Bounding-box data
☆ ☆ ☆ ☆ ☆ ☆ ☆

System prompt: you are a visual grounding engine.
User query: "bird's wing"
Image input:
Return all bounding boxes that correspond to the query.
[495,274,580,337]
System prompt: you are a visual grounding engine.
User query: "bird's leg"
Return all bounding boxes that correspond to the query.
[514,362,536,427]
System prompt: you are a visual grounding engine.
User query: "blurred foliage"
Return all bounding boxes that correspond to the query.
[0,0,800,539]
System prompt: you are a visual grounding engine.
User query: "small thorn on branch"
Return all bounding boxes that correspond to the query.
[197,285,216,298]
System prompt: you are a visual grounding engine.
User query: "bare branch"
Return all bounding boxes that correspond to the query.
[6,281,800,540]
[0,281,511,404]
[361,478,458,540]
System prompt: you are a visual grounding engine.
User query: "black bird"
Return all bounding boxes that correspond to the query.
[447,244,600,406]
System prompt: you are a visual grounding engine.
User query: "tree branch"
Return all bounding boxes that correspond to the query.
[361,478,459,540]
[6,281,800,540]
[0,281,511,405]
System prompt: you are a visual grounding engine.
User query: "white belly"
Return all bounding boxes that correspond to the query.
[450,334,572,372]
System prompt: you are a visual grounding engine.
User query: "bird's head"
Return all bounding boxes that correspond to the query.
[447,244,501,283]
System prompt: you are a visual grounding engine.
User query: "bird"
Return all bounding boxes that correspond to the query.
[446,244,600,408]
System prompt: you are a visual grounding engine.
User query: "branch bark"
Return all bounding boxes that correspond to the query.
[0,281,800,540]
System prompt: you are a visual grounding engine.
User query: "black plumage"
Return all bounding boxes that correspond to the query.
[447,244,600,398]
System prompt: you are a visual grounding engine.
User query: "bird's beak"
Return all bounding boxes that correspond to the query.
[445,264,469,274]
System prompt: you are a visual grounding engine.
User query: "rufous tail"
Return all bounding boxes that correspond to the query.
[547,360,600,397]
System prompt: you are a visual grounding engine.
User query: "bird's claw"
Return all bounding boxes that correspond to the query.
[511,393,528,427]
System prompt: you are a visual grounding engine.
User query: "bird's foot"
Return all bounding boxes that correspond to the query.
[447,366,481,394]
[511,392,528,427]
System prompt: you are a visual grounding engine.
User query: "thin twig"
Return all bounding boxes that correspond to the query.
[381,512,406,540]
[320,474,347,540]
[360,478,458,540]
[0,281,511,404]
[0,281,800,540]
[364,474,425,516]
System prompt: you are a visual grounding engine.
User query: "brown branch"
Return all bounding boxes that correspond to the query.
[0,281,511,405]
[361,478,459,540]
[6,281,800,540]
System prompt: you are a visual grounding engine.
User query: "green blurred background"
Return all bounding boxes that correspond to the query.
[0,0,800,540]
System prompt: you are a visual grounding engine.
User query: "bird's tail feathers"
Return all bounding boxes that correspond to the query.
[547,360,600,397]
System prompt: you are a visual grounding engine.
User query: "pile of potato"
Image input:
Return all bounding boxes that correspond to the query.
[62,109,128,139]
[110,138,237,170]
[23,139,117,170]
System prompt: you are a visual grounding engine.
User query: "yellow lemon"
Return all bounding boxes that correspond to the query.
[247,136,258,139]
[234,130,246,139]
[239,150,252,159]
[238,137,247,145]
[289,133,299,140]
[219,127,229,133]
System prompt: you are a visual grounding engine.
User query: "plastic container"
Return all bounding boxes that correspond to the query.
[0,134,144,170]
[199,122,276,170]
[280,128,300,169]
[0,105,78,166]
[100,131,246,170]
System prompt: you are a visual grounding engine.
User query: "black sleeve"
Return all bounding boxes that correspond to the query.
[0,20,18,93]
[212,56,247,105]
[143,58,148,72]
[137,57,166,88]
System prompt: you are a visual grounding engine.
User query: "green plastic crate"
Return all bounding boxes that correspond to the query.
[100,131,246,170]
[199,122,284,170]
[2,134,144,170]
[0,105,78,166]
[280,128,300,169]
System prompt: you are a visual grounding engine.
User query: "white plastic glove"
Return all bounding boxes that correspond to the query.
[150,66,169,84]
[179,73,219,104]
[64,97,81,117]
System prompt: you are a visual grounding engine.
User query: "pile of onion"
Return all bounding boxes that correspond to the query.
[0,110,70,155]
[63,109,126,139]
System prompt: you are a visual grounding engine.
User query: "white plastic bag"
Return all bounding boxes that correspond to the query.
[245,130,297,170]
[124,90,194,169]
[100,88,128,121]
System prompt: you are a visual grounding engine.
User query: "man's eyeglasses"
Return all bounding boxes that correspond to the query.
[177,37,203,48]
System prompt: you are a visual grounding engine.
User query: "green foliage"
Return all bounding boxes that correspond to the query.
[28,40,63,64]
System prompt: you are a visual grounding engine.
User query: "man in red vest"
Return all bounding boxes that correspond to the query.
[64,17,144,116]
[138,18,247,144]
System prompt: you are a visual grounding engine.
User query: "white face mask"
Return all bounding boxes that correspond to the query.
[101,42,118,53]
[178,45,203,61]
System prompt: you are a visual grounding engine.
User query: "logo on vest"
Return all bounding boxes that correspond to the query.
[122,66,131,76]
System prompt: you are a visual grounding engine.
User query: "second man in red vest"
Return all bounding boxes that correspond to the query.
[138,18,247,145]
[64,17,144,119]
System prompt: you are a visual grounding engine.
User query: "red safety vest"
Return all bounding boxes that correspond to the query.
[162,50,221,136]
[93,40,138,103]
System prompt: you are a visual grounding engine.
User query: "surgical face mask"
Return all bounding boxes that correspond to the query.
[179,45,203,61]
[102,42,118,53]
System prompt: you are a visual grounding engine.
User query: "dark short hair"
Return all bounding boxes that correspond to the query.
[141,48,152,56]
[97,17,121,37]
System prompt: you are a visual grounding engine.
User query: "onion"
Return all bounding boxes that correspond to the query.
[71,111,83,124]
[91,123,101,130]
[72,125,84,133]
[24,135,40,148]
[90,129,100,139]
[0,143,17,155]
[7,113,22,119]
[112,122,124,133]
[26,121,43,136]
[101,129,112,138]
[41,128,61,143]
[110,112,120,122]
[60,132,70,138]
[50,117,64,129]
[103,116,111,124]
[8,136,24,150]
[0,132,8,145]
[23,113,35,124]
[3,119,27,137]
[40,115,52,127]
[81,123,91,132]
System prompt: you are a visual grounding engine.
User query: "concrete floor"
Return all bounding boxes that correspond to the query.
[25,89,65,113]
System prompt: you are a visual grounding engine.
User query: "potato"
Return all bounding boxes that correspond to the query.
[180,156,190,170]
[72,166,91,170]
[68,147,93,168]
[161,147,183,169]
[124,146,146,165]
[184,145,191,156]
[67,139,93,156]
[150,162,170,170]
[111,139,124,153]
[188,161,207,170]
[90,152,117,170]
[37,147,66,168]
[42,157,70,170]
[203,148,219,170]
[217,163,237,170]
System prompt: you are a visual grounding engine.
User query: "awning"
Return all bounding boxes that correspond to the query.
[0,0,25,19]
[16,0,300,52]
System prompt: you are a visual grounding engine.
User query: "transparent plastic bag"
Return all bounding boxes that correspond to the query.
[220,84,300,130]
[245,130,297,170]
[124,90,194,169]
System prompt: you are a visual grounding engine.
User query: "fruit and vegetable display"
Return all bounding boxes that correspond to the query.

☆ ☆ ☆ ☆ ☆ ☆ ☆

» **DIRECTIVE**
Please copy the data line by line, starting at its first line and ending at the line containing "[197,285,216,298]". Shift each bounding-box coordinate up by 114, and leave every other line unchanged.

» **WRITTEN ANSWER**
System prompt: you are a visual grounding engine.
User query: "bird's wing"
Image input:
Return all bounding boxes that correspond to the query.
[609,388,694,451]
System prompt: you are a visual grounding engine.
User query: "bird's leg"
Return all bounding boxes that correspond to the query.
[628,476,650,541]
System prompt: you are a visual grounding engine.
User query: "blurred foliage"
Return all bounding boxes that correspond to the query.
[114,114,914,653]
System prompt: you are a visual grounding engine.
User query: "small thorn on branch"
Return all bounding boxes that correspond to the query.
[311,399,330,412]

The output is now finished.